The internal representation of a time stamp is a string of 10 bytes. Each byte is 2 packed decimal digits. The first 4 bytes represent the date, the next 3 bytes the time, and the last 3 bytes the microseconds.
The length of a TIMESTAMP column, as described in the SQLDA, is 26 bytes, which is the appropriate length for a character string representation of the value.
Values whose data types are DATE, TIME, or TIMESTAMP are represented in an internal form that is transparent to the SQL user. Dates, times, and time stamps can also, however, be represented by character strings, and these representations directly concern the SQL user, because there are no constants or variables whose data types are DATE, TIME, or TIMESTAMP. Thus, to be retrieved, a datetime value must be assigned to a character string variable. The character string representation is normally the default format of datetime values associated with the country code of the client, unless overridden by specification of the "F" format option when the program is precompiled or bound to the database. For a list of the string formats for the various country codes, see Table 94.

_ _ _ _

• REQUIREMENT A
Reproduce the records verbatim, from the line containing "Target: green blurred background" through the end of the records.

[Pointing entries for named objects]
_ _ _ _

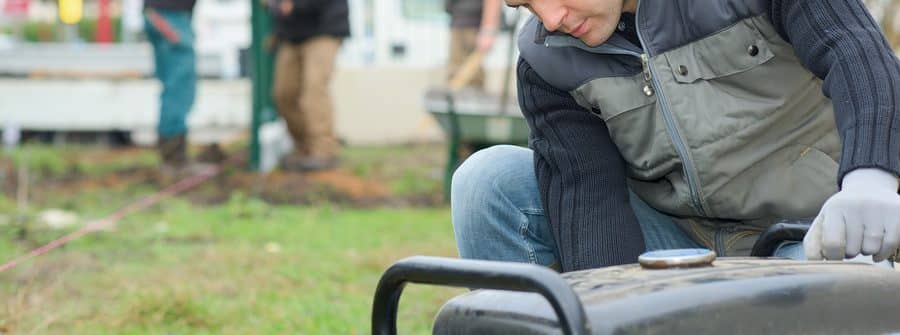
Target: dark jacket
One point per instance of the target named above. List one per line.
(464, 13)
(177, 5)
(582, 168)
(312, 18)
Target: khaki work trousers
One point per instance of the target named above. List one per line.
(303, 73)
(462, 44)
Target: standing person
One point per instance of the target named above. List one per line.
(310, 33)
(666, 124)
(168, 28)
(473, 27)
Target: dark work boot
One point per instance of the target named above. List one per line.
(173, 154)
(298, 163)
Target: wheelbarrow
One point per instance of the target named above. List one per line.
(669, 292)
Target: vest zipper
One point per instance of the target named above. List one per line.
(648, 76)
(651, 87)
(681, 147)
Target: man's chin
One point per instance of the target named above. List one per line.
(592, 40)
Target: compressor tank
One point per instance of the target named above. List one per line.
(730, 296)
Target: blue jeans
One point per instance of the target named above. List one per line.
(175, 67)
(497, 213)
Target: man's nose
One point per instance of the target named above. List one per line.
(552, 15)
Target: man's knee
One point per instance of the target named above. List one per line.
(486, 172)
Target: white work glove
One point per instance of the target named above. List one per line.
(863, 218)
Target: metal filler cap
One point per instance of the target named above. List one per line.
(677, 258)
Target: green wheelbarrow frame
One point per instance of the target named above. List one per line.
(475, 119)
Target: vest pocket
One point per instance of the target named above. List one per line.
(731, 51)
(634, 124)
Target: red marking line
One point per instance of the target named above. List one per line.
(144, 203)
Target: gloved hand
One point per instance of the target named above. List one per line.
(863, 218)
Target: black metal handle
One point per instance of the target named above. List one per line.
(778, 233)
(475, 274)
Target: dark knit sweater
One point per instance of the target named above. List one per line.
(582, 175)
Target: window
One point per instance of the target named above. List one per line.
(424, 10)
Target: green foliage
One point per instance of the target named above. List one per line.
(191, 270)
(45, 31)
(243, 266)
(40, 31)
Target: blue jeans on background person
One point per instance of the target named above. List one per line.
(498, 215)
(175, 67)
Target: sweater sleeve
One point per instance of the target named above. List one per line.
(581, 175)
(841, 43)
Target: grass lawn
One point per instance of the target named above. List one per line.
(240, 266)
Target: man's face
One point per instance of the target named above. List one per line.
(591, 21)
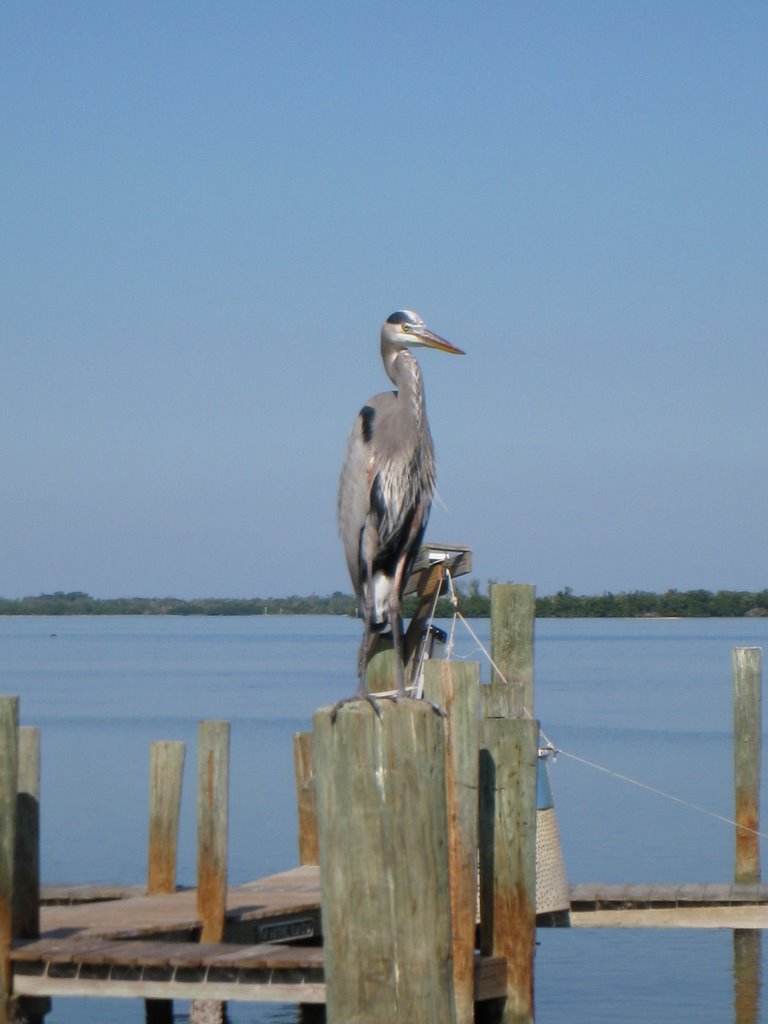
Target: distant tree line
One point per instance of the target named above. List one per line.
(472, 604)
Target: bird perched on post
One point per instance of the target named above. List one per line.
(386, 486)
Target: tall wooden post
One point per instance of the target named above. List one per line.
(213, 823)
(166, 775)
(27, 868)
(512, 622)
(747, 763)
(747, 756)
(509, 752)
(307, 808)
(454, 686)
(213, 826)
(8, 788)
(384, 863)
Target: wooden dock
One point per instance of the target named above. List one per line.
(96, 940)
(133, 945)
(381, 788)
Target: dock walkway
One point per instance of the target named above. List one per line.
(118, 941)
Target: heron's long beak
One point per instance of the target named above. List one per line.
(423, 336)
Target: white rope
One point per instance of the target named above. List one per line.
(660, 793)
(591, 764)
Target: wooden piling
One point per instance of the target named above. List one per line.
(27, 866)
(512, 622)
(509, 751)
(166, 774)
(382, 821)
(213, 800)
(8, 790)
(213, 826)
(307, 808)
(747, 756)
(454, 686)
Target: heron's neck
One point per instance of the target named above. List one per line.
(404, 373)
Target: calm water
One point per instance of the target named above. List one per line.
(650, 699)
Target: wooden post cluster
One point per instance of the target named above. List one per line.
(398, 824)
(8, 788)
(380, 782)
(166, 774)
(747, 757)
(748, 683)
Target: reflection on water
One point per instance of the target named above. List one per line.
(650, 699)
(747, 980)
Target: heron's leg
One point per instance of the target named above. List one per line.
(369, 638)
(395, 620)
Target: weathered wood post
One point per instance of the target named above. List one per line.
(166, 775)
(8, 790)
(455, 687)
(27, 867)
(747, 756)
(509, 754)
(306, 804)
(747, 765)
(512, 623)
(213, 825)
(382, 818)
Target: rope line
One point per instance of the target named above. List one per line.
(551, 748)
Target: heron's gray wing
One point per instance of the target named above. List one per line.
(358, 472)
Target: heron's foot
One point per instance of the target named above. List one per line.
(397, 696)
(359, 695)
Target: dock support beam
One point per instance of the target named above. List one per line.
(747, 757)
(166, 774)
(748, 683)
(509, 753)
(306, 805)
(384, 863)
(454, 686)
(512, 622)
(213, 827)
(8, 790)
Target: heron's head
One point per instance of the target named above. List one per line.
(407, 330)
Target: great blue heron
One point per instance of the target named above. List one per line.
(386, 486)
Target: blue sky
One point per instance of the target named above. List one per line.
(210, 208)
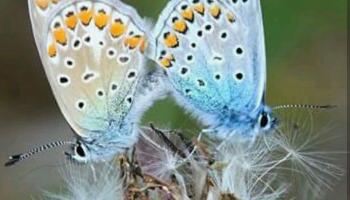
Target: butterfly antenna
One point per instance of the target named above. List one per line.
(303, 106)
(23, 156)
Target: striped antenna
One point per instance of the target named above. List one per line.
(23, 156)
(303, 106)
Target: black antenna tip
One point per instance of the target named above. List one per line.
(13, 160)
(328, 106)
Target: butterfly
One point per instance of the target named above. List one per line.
(213, 53)
(93, 56)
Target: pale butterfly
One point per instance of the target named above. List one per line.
(213, 53)
(92, 52)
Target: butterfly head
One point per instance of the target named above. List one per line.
(84, 151)
(265, 120)
(80, 152)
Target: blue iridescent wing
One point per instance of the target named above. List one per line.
(92, 52)
(213, 52)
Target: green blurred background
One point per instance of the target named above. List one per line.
(306, 53)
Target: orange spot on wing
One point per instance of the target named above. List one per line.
(171, 40)
(71, 21)
(117, 28)
(85, 17)
(180, 26)
(215, 11)
(187, 14)
(101, 19)
(42, 4)
(135, 41)
(60, 36)
(52, 50)
(199, 7)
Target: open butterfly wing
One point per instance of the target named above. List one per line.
(213, 52)
(92, 55)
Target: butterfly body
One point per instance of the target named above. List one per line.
(214, 55)
(92, 52)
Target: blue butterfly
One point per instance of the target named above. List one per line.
(92, 52)
(214, 55)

_ _ _ _

• REQUIREMENT B
Answer these questions from the timestamp passage:
(i) How many bytes make up the internal representation of a time stamp?
(ii) What length does the SQLDA give for a TIMESTAMP column?
(iii) Which format option can override the default character string format of datetime values?

• CORRECT RESPONSE A
Target: green blurred background
One point per instance of the target named above. List one per line.
(306, 53)
Target: orange spot on wing
One point per instance of the target named above. List one per line.
(171, 40)
(71, 21)
(117, 28)
(85, 17)
(180, 26)
(215, 11)
(187, 14)
(101, 19)
(42, 4)
(135, 41)
(60, 36)
(52, 50)
(199, 7)
Target: open butterfly wing
One point per instance of the target named above. List one per line.
(213, 52)
(92, 55)
Target: butterfly body
One point per instance of the target named above. List one per line.
(214, 55)
(92, 52)
Target: blue butterfly
One point per instance of the target named above. List one per line.
(92, 52)
(214, 55)

• CORRECT RESPONSE B
(i) 10 bytes
(ii) 26 bytes
(iii) The "F" format option